==== Recorded information

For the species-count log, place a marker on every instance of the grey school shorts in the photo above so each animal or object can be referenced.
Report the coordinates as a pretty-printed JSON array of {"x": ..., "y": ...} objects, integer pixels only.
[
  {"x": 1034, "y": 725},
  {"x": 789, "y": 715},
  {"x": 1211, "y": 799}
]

========
==== Recorded information

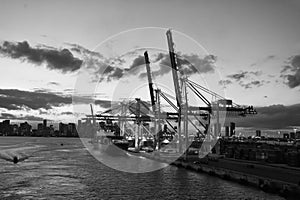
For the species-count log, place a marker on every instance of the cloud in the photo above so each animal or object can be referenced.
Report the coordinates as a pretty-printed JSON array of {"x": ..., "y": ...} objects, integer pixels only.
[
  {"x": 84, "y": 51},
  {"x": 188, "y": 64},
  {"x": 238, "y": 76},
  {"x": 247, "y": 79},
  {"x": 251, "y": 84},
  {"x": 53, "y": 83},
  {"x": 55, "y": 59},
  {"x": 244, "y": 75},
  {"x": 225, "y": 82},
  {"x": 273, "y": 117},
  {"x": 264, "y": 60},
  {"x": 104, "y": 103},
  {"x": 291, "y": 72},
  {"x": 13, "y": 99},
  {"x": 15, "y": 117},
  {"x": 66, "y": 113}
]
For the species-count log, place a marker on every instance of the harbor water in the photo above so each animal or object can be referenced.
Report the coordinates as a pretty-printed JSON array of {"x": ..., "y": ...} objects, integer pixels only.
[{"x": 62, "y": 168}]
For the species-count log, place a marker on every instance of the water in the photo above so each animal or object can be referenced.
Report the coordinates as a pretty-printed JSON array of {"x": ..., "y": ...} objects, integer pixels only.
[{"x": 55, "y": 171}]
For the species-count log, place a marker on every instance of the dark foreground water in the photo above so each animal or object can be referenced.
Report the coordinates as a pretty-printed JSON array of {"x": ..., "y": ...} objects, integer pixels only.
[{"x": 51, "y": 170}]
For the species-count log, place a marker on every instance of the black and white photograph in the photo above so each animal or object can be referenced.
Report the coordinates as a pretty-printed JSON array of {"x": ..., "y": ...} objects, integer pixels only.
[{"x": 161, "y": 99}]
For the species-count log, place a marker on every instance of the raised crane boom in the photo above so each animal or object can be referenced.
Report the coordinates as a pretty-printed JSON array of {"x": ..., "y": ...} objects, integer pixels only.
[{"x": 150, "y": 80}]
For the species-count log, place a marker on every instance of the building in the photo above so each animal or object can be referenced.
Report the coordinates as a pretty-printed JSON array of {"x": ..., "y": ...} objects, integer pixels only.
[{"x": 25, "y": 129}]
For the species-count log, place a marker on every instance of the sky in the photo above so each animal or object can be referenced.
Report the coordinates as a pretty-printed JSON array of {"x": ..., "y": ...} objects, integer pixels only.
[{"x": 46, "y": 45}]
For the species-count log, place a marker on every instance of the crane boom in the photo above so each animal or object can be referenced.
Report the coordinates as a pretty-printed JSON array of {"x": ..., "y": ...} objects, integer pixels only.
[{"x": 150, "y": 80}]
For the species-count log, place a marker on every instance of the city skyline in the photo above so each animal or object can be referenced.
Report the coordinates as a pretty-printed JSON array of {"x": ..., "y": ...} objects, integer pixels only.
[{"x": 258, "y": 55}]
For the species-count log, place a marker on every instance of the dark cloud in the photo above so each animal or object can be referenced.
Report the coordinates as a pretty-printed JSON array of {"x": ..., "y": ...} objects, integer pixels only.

========
==== Recorded information

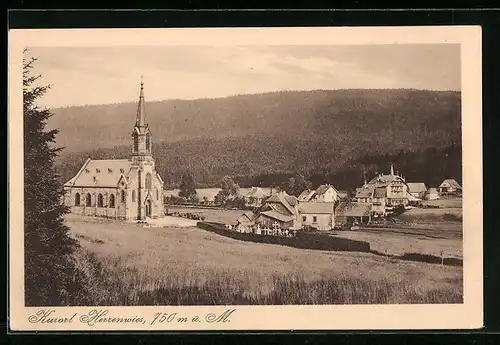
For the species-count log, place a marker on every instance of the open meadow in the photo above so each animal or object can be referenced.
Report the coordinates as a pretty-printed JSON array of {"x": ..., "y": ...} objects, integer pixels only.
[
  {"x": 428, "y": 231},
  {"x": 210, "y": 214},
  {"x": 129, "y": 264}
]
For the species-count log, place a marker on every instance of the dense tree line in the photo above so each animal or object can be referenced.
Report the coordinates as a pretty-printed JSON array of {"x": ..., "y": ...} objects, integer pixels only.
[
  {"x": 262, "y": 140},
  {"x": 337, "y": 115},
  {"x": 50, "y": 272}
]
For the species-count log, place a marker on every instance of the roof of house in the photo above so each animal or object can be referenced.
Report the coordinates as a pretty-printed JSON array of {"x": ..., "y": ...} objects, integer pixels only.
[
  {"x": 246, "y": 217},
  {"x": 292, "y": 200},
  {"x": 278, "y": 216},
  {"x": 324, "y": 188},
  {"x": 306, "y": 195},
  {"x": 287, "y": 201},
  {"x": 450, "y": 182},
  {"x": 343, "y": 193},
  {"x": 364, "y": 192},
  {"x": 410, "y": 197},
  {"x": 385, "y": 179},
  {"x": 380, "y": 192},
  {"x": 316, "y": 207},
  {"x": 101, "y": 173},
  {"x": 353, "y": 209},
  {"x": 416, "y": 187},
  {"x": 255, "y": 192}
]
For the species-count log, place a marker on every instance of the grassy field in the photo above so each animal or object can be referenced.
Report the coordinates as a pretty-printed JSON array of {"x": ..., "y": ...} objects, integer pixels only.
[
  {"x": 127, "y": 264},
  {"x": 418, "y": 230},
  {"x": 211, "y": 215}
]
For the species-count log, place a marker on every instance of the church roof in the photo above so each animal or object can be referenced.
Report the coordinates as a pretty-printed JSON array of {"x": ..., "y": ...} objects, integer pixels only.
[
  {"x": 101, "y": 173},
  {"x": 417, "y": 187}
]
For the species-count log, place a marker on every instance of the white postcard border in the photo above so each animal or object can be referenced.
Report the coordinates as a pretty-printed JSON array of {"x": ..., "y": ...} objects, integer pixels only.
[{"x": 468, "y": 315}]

========

Task brief:
Considering the entries above, how many lines contain "cloud"? Give that number with nothing else.

Exercise output:
2